Report how many lines in the entries below contain the word "white", giving only the number.

::: RECORDS FOR THE TASK :::

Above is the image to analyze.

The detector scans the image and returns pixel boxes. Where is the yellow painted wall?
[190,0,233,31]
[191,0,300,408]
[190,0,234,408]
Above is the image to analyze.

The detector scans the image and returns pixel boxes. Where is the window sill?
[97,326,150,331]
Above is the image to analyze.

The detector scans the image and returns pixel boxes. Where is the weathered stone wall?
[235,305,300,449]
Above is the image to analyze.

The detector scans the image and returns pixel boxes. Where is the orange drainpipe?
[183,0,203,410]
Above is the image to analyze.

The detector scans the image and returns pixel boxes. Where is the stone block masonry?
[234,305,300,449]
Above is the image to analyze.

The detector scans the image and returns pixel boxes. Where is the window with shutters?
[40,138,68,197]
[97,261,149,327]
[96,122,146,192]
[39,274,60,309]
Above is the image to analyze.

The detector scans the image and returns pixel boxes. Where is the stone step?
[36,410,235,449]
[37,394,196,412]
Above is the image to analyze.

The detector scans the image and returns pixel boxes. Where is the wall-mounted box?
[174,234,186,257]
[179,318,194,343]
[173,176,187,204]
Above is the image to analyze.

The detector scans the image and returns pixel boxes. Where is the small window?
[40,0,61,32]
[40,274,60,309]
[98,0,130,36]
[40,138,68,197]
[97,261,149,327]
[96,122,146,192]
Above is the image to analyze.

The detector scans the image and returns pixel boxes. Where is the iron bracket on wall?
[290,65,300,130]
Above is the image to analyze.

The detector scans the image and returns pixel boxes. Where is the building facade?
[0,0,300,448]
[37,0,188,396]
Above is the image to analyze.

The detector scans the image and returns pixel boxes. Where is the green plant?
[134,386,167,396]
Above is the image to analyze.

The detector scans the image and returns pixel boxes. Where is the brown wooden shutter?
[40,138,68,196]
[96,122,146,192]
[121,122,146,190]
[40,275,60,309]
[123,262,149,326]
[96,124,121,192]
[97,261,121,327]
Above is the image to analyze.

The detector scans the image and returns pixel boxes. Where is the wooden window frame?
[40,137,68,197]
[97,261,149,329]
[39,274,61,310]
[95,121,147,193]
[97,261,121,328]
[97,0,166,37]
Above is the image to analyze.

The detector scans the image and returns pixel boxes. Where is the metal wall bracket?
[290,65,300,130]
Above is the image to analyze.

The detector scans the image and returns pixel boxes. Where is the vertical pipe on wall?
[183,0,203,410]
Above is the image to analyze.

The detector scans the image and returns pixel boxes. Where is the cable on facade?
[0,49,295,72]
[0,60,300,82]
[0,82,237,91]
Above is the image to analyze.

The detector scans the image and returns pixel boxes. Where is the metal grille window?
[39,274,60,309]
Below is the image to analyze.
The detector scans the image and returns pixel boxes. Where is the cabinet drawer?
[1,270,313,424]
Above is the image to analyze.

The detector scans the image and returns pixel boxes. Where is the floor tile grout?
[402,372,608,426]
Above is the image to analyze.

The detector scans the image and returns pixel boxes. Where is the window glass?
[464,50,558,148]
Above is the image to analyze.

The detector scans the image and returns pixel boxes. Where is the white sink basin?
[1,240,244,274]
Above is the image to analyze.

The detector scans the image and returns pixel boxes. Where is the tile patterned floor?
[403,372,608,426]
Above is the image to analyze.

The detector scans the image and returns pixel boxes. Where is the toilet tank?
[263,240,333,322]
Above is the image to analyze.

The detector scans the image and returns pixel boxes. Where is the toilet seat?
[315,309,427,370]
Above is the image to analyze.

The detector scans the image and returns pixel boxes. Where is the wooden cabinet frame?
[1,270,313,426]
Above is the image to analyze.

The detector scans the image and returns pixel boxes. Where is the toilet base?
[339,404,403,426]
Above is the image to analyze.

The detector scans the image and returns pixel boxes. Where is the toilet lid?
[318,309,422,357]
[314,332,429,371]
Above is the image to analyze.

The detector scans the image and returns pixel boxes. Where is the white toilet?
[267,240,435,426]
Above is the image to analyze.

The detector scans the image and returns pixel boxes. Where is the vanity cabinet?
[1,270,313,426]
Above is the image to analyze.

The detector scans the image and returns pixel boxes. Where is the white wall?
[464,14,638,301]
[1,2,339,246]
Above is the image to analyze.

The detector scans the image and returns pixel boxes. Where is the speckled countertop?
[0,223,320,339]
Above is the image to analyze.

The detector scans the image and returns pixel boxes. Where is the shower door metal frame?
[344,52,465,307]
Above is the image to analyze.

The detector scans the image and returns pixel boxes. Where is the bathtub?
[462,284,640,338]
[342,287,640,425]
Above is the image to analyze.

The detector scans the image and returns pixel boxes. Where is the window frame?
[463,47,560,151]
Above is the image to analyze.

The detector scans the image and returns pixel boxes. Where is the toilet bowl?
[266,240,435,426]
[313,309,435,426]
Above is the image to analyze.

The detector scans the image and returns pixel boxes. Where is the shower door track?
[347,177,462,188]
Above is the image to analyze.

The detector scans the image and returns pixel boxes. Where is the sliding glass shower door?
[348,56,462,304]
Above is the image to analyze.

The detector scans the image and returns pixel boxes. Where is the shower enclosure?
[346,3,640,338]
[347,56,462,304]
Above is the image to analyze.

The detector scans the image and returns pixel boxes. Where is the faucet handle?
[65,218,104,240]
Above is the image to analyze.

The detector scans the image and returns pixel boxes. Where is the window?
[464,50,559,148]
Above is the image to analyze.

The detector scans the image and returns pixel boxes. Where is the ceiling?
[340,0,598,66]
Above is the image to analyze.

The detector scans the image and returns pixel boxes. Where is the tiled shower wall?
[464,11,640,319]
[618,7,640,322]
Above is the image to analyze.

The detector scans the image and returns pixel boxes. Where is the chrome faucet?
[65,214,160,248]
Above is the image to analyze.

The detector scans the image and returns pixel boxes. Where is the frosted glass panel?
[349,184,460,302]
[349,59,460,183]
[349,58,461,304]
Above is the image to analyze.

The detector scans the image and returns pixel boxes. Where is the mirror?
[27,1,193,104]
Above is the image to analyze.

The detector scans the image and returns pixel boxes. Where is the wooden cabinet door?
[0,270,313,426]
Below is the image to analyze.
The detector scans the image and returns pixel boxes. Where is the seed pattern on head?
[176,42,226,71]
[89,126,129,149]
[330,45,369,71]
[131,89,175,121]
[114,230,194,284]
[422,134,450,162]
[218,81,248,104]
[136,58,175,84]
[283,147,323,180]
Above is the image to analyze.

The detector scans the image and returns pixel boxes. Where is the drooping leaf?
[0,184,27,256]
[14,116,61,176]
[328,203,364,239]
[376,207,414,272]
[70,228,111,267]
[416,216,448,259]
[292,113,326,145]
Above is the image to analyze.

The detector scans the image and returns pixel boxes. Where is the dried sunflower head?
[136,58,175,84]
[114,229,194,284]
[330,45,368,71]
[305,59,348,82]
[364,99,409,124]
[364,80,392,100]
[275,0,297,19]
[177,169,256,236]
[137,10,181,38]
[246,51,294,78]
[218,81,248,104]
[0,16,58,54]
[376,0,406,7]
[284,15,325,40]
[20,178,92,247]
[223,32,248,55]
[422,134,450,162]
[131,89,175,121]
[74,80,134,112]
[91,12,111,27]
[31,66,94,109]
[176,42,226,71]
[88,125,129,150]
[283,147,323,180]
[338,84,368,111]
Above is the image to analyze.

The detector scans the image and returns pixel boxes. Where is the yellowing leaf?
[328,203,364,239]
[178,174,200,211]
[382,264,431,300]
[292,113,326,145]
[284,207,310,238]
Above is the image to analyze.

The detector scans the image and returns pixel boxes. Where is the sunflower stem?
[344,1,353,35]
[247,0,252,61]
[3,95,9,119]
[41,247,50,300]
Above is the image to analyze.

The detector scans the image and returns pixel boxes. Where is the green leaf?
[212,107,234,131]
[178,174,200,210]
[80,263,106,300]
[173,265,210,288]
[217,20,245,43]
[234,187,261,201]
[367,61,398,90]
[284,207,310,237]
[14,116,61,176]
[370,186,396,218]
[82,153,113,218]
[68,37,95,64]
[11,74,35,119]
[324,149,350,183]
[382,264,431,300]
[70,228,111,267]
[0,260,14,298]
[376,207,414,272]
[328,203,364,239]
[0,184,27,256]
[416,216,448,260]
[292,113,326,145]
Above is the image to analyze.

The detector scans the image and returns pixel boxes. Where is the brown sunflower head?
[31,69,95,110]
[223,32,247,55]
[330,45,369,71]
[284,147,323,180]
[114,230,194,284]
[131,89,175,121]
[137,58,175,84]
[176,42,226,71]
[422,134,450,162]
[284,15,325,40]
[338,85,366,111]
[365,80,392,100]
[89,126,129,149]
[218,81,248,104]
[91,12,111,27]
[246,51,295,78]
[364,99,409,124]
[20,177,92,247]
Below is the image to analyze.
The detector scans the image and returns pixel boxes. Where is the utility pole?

:::

* _RESULT BELOW_
3